What to produce
Copy every record exactly as it stands. Leave the pictures out.

Referring expression pointing data

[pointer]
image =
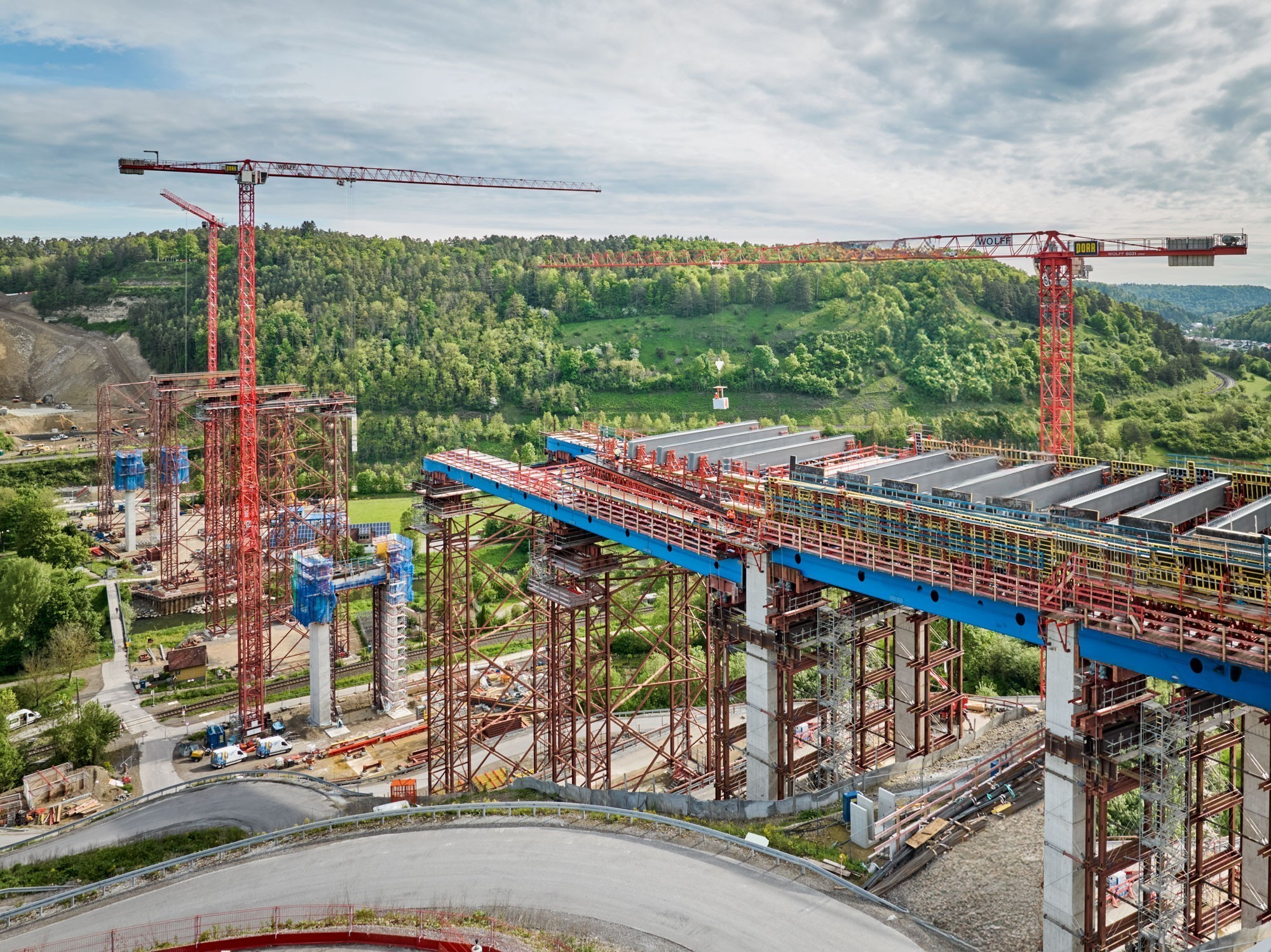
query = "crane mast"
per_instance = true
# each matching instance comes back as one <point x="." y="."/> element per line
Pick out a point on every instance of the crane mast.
<point x="1059" y="259"/>
<point x="250" y="173"/>
<point x="214" y="231"/>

Result below
[pointer]
image =
query = "crane mast"
per_instance = true
# each matching instance comes back as one <point x="." y="."/> element per line
Pick out a point on every instance of the crane mast.
<point x="1059" y="259"/>
<point x="250" y="173"/>
<point x="214" y="231"/>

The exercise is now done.